--- AIM ---
Pull out every line of the listing below that contains the word "blade". Letter case matters.

--- DATA SECTION ---
────────

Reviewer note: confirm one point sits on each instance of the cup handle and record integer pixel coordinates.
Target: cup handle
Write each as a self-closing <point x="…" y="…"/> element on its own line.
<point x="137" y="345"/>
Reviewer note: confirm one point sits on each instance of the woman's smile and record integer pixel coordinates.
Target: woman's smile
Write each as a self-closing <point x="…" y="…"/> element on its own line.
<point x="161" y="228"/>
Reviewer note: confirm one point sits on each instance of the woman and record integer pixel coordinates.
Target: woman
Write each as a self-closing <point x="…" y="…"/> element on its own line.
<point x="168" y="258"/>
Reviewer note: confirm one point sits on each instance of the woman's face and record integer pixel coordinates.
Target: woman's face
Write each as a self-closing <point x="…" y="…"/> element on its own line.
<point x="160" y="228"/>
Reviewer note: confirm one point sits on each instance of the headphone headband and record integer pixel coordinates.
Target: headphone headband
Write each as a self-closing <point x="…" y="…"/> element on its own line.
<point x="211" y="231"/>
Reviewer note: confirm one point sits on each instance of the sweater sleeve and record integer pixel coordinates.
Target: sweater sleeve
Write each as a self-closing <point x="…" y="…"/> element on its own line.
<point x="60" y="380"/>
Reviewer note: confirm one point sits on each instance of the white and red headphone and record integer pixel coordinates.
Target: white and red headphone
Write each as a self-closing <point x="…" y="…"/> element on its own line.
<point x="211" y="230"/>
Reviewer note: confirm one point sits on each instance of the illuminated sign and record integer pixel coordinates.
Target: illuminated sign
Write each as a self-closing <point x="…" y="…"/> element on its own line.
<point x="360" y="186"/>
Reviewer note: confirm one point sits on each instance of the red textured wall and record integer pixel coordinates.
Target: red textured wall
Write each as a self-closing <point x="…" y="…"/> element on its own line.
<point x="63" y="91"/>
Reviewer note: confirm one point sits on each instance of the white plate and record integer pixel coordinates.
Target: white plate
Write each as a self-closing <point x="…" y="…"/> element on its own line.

────────

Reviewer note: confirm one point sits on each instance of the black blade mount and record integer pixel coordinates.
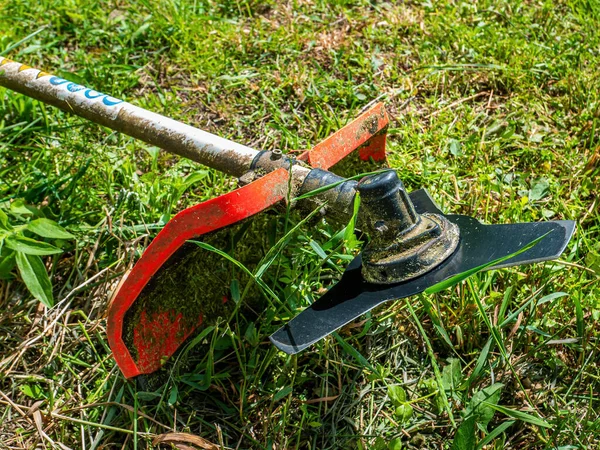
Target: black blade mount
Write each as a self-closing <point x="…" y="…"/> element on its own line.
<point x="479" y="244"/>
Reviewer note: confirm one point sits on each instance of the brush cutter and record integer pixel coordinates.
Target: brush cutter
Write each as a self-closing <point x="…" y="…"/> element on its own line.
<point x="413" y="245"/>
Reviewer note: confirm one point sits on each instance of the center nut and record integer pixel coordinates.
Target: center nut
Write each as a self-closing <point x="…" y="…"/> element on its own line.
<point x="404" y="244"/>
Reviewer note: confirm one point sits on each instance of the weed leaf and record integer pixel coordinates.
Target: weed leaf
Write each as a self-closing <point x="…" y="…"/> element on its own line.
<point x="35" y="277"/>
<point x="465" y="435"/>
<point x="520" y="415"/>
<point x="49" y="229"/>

────────

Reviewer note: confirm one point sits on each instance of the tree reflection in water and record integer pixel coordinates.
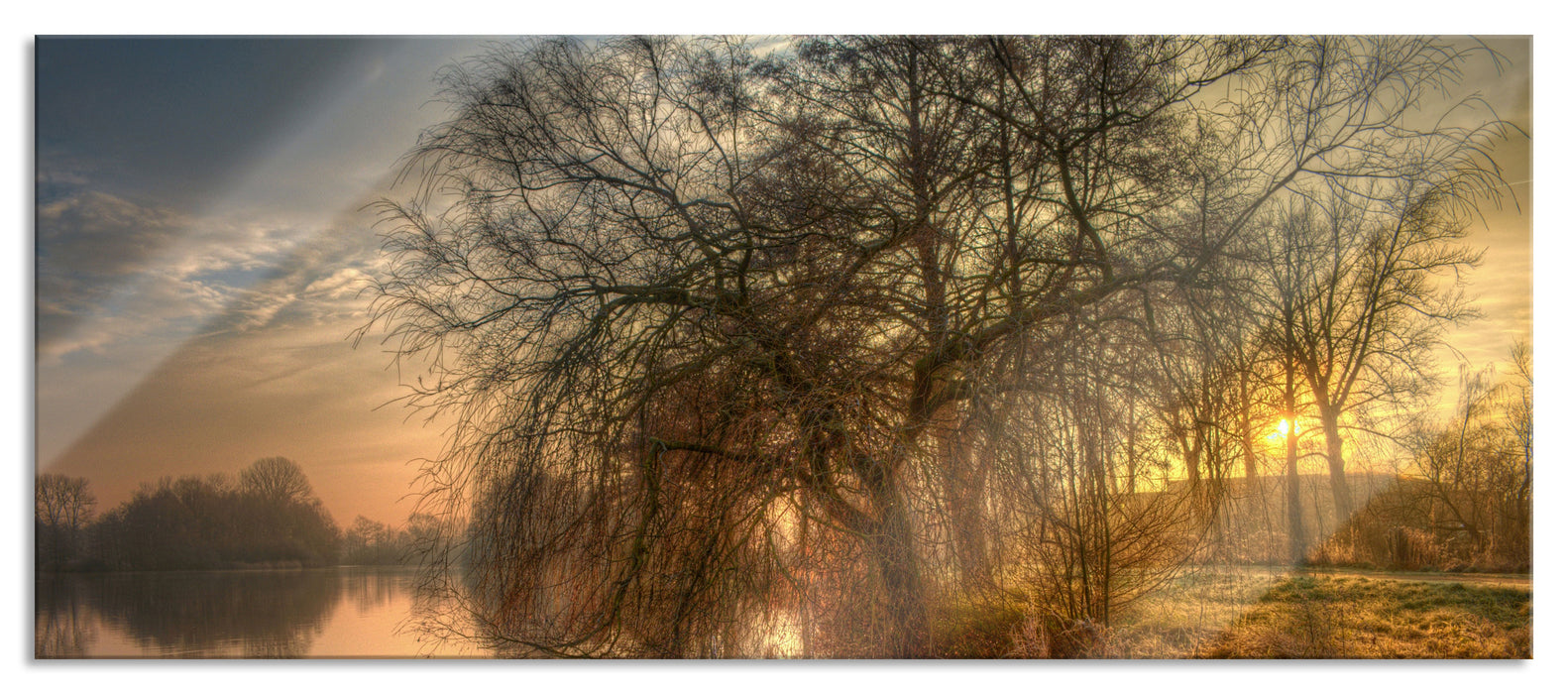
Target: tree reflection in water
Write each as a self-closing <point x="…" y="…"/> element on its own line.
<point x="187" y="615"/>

────────

--- WRITTEN REPLY ---
Reviewer note: confirm one point sits on each instance of the black blade mount and record integer pixel coordinates.
Target: black blade mount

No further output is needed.